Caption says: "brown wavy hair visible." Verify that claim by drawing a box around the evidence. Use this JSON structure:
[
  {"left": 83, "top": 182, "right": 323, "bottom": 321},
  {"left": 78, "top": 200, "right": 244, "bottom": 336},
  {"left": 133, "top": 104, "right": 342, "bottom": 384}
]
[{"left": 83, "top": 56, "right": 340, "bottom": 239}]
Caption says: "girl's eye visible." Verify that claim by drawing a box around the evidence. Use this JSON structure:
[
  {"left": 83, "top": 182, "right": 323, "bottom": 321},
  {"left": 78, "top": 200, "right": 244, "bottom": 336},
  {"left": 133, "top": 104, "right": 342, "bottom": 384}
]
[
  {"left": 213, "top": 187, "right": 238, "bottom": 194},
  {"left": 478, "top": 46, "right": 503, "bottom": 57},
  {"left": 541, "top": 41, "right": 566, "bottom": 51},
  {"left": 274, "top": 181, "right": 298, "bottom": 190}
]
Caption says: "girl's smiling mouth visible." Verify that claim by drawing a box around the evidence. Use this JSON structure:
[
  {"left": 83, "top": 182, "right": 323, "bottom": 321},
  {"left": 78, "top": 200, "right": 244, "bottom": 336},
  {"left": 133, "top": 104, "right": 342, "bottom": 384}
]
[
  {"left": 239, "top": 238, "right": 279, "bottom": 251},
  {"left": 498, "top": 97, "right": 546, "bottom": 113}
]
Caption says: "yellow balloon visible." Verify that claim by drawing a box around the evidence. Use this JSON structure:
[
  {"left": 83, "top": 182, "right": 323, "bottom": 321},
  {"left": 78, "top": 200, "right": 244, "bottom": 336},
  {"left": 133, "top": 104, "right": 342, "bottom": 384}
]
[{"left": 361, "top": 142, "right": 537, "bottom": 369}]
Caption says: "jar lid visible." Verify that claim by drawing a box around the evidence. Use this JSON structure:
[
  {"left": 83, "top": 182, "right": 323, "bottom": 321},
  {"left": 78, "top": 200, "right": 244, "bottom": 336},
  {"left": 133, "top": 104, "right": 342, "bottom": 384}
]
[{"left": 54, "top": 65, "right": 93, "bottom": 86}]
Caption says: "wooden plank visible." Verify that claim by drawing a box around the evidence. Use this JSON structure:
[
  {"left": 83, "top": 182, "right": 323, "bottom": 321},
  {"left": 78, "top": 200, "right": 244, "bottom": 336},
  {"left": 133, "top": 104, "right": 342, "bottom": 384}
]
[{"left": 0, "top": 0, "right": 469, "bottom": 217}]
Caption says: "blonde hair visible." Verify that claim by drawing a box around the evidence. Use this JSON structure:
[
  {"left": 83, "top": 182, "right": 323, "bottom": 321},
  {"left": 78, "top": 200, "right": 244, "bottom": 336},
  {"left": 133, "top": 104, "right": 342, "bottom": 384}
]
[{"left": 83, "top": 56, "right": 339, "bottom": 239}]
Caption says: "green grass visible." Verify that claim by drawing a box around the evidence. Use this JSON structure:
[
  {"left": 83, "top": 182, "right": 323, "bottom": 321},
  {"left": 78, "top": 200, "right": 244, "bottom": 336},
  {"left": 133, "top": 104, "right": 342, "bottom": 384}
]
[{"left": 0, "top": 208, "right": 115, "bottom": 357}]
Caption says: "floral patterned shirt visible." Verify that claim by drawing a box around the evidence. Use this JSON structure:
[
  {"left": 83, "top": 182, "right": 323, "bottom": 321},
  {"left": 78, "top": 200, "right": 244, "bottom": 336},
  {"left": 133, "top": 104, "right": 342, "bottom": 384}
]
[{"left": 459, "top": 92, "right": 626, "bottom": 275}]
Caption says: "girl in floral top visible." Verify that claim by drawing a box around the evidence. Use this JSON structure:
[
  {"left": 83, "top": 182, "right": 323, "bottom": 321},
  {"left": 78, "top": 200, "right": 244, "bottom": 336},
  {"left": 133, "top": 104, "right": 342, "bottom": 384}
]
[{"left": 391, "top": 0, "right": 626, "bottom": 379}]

————

Task prompt
Return every line of the records that holds the word "girl".

Response to this exercise
Caption says: "girl's eye visible." Verify that claim by drawing a box around the evidence. Use this JSON structure:
Caption says: "girl's smiling mouth visible." Verify that claim by drawing a box around the evidence. Use this JSON structure:
Caption says: "girl in floral top visible." Verify that claim by drawing a box around the evidence. Use this JSON structure:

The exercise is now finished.